── 本文

また、前記(共)重合体(A)とアミノ化合物(B)との重量比[(A)/(B)]は、接着性の観点から、好ましくは50/50~99/1、さらに好ましくは60/40~97/3、とくに好ましくは70/30~95/5である。
【0037】
本発明の水性(共)重合体組成物(X)が、上記(B)を含有する場合、例えば、(共)重合体(A)、(H)の溶液と、(B)または(B)の溶液とを混合して製造できる。
その場合、組成物(X)中の(A)と(B)との合計の含有量(重量%)は、生産性の観点から、好ましくは5~80%、さらに好ましくは10~70%、とくに好ましくは20~60%である。
【0038】
本発明の水性(共)重合体組成物(X)は、分散性(例えばクレー、炭酸カルシウム、酸化チタンなどの無機顔料)、接着性(ガラスなどの無機材料、ポリエチレンテレフタレートなどの有機材料)に優れるため、産業の各種用途に有用である。
分散剤としては、無機顔料の分散剤として使用する場合には、分散液の形態によって異なるが、無機顔料の重量に基づいて、(A)の重量は好ましくは1~25重量%、さらに好ましくは3~15重量%である。
また、接着剤として使用する場合には、例えば、被接着体に付着または塗布したものを、例えば100~300℃で、2~120分間加熱することにより、接着することができる。
【実施例
【0039】
以下、実施例により本発明をさらに詳細に説明するが、本発明はこれらに限定されるものではない。以下において部および%はそれぞれ重量部および重量%を示す。なお、実施例10、11および12は、それぞれ参考例1、2および3である。
【0040】
[(共)重合体(A)の製造]
<製造例1>
オートクレーブに、溶媒として水300部、イソプロパノール300部を仕込み、撹拌下窒素を通気してオートクレーブ内の窒素置換を行った(気相酸素濃度400ppm以下)。窒素を吹き込みながら82℃に昇温した後、過硫酸ナトリウム17.6部を水45部に溶解させた溶液[開始剤]と、アクリル酸(a1-1)260部[モノマー]を同時に2時間かけて滴下し、さらに82℃で2時間撹拌して重合反応を行った。

────
── 提供データ

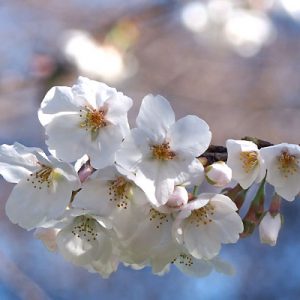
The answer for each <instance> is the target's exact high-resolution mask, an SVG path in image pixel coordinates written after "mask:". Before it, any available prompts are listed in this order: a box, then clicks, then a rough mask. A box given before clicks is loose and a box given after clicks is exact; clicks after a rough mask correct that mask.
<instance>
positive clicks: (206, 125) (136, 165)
mask: <svg viewBox="0 0 300 300" xmlns="http://www.w3.org/2000/svg"><path fill="white" fill-rule="evenodd" d="M136 124H137V128H135V129H133V130H131V133H130V135H128V136H127V137H126V138H125V140H124V142H123V143H122V146H121V149H120V150H119V151H118V152H117V155H116V162H117V163H118V164H120V165H121V166H122V167H123V168H124V169H127V170H129V171H132V172H136V173H137V174H140V176H138V177H137V178H138V180H137V181H135V182H136V184H137V185H139V186H140V187H141V188H142V189H143V190H144V192H145V193H146V195H147V196H148V198H149V200H150V201H151V202H152V203H153V204H154V205H156V206H160V205H163V204H165V203H166V202H167V200H168V197H169V196H170V194H171V193H172V192H173V189H174V183H175V181H176V178H177V177H178V176H180V174H181V173H182V172H188V168H189V165H190V164H192V163H193V161H194V159H195V157H197V156H199V155H201V154H202V153H203V152H204V151H205V150H206V149H207V147H208V145H209V143H210V140H211V132H210V131H209V127H208V125H207V124H206V123H205V122H204V121H203V120H201V119H200V118H198V117H196V116H186V117H184V118H182V119H180V120H178V121H177V122H175V115H174V112H173V109H172V108H171V106H170V104H169V102H168V101H167V100H166V99H165V98H163V97H161V96H156V97H154V96H152V95H148V96H146V97H145V98H144V99H143V102H142V105H141V108H140V111H139V114H138V117H137V120H136Z"/></svg>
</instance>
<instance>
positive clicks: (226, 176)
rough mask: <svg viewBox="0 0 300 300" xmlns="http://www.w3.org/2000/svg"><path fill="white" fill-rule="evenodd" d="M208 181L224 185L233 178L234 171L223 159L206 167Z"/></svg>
mask: <svg viewBox="0 0 300 300" xmlns="http://www.w3.org/2000/svg"><path fill="white" fill-rule="evenodd" d="M205 177H206V179H207V181H208V183H210V184H212V185H213V186H216V187H224V186H225V185H227V184H228V183H229V182H230V181H231V178H232V171H231V169H230V168H229V167H228V166H227V164H226V163H224V162H223V161H218V162H216V163H213V164H212V165H209V166H208V167H206V168H205Z"/></svg>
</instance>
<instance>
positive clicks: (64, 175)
mask: <svg viewBox="0 0 300 300" xmlns="http://www.w3.org/2000/svg"><path fill="white" fill-rule="evenodd" d="M0 174H1V175H2V176H3V177H4V179H6V180H7V181H9V182H13V183H18V184H17V185H16V186H15V187H14V189H13V190H12V192H11V194H10V196H9V198H8V200H7V203H6V207H5V210H6V214H7V216H8V218H9V219H10V220H11V222H12V223H14V224H18V225H20V226H21V227H23V228H25V229H28V230H29V229H32V228H34V227H42V226H44V225H45V223H46V222H48V221H52V220H53V219H56V218H58V217H60V216H61V215H62V214H63V213H64V211H65V209H66V207H67V205H68V204H69V202H70V199H71V195H72V191H74V190H76V189H78V188H79V186H80V181H79V178H78V176H77V173H76V172H75V170H74V168H73V166H71V165H70V164H67V163H64V162H61V161H59V160H57V159H56V158H54V157H51V156H50V157H46V155H45V154H44V153H43V152H42V150H40V149H37V148H27V147H25V146H23V145H21V144H18V143H15V144H14V145H2V146H0Z"/></svg>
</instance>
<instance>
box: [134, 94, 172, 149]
mask: <svg viewBox="0 0 300 300" xmlns="http://www.w3.org/2000/svg"><path fill="white" fill-rule="evenodd" d="M174 122H175V114H174V111H173V109H172V107H171V105H170V103H169V102H168V100H167V99H165V98H164V97H162V96H160V95H158V96H153V95H151V94H150V95H147V96H145V97H144V99H143V101H142V104H141V108H140V111H139V114H138V116H137V119H136V124H137V126H138V128H140V129H142V130H144V131H145V132H146V133H147V135H148V136H149V137H151V139H152V140H153V141H155V143H157V144H160V143H162V142H164V139H165V137H166V134H167V131H168V129H169V128H170V126H171V125H172V124H173V123H174Z"/></svg>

────

- [取り組む課題]
**1.** 本文から、「分散剤としては、無機顔料の分」を含む語句で始まり「より、接着することができる。」で終わる部分を、一字も変えずに書き写すこと。
**2.** 本文に基づき、次の問いに答えること。答えには問いと同じ記号を付ける。
(a) 接着剤として使用する場合、例として何℃で加熱するとされているか。
(b) 製造例1で溶媒として仕込んだ水とイソプロパノールは、それぞれ何部か。
(c) 実施例10、11および12は、それぞれ何にあたるとされているか。

- [期待される結果]
**1.**
分散剤としては、無機顔料の分散剤として使用する場合には、分散液の形態によって異なるが、無機顔料の重量に基づいて、(A)の重量は好ましくは1~25重量%、さらに好ましくは3~15重量%である。
また、接着剤として使用する場合には、例えば、被接着体に付着または塗布したものを、例えば100~300℃で、2~120分間加熱することにより、接着することができる。

**2.**
(a) 100~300℃
(b) 水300部、イソプロパノール300部
(c) 参考例1、2および3